┌──

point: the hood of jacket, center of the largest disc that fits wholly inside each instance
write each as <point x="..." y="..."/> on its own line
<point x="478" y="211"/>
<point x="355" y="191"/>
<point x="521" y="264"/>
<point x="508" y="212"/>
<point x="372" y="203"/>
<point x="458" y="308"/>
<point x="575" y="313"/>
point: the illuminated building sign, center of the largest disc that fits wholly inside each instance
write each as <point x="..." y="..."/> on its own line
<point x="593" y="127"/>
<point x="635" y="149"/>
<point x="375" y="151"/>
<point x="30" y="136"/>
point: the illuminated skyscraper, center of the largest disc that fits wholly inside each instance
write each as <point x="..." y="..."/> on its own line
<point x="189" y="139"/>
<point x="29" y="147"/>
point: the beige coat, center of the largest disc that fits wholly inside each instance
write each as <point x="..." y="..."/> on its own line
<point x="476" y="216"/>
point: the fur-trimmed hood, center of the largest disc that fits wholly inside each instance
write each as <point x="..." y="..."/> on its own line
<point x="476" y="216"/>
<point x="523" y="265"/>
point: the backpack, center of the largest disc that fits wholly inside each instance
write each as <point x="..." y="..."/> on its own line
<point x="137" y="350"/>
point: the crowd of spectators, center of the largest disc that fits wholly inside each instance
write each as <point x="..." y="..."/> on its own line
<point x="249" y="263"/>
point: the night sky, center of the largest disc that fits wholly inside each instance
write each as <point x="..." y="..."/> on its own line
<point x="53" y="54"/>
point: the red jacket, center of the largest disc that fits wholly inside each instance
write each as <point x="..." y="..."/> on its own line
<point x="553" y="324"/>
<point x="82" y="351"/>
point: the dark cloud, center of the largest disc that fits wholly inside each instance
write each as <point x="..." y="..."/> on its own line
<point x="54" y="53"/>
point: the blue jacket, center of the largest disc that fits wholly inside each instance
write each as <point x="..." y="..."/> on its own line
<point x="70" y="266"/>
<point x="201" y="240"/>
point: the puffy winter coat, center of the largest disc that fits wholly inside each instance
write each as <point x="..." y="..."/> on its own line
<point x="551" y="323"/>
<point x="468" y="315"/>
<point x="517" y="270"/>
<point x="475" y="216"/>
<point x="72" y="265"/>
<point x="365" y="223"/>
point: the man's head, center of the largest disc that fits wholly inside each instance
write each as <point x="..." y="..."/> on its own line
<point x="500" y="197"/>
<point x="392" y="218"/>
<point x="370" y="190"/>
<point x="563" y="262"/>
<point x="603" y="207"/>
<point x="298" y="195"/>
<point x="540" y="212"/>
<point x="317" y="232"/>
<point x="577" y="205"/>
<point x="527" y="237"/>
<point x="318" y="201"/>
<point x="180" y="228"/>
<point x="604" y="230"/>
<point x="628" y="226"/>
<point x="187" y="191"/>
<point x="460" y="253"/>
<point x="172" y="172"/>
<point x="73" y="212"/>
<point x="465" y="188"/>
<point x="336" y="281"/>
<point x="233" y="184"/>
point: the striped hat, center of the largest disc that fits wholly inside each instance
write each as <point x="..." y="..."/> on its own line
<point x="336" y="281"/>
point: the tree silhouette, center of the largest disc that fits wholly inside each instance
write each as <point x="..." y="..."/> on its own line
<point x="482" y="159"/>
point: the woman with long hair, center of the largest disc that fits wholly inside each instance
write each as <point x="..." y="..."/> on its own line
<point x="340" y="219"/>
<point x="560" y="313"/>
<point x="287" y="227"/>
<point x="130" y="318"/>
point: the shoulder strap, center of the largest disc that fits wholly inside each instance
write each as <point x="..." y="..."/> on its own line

└──

WHAT THE EXERCISE ASKS: Nothing should appear in the output except the lines from the one with "point: the blue" through the end of the records above, copied exactly.

EXERCISE RESPONSE:
point: the blue jacket, center of the largest disc that fits wholly inside each instance
write each as <point x="..." y="..."/> on its own line
<point x="70" y="266"/>
<point x="201" y="240"/>
point: the puffy winter coat, center of the largest disc that fits wholly inside each instance
write each as <point x="..." y="..."/> on its own line
<point x="551" y="323"/>
<point x="468" y="315"/>
<point x="517" y="270"/>
<point x="475" y="216"/>
<point x="72" y="265"/>
<point x="365" y="223"/>
point: the man's head, center of the largest disc that fits wholly inside each instance
write each as <point x="..." y="..."/> on its own line
<point x="500" y="197"/>
<point x="392" y="218"/>
<point x="370" y="190"/>
<point x="563" y="262"/>
<point x="603" y="207"/>
<point x="298" y="195"/>
<point x="540" y="212"/>
<point x="317" y="232"/>
<point x="577" y="205"/>
<point x="527" y="237"/>
<point x="318" y="201"/>
<point x="180" y="228"/>
<point x="604" y="230"/>
<point x="628" y="226"/>
<point x="187" y="191"/>
<point x="460" y="253"/>
<point x="172" y="172"/>
<point x="73" y="212"/>
<point x="465" y="188"/>
<point x="336" y="281"/>
<point x="233" y="184"/>
point: the striped hat, center of the largest disc that fits wholly inside each instance
write each as <point x="..." y="..."/> on its own line
<point x="336" y="281"/>
point: the tree silhouette, center of the largest disc that fits wholly inside each instance
write each as <point x="..." y="..."/> on its own line
<point x="482" y="159"/>
point: the woman with long hair, center of the largest disc that fits wholly inside each instance
write each as <point x="..." y="..."/> on its own line
<point x="340" y="219"/>
<point x="560" y="313"/>
<point x="287" y="227"/>
<point x="130" y="318"/>
point: the shoulder strap, center of the largest disc that fits wholly inside each instance
write each as <point x="..." y="..."/> on its own line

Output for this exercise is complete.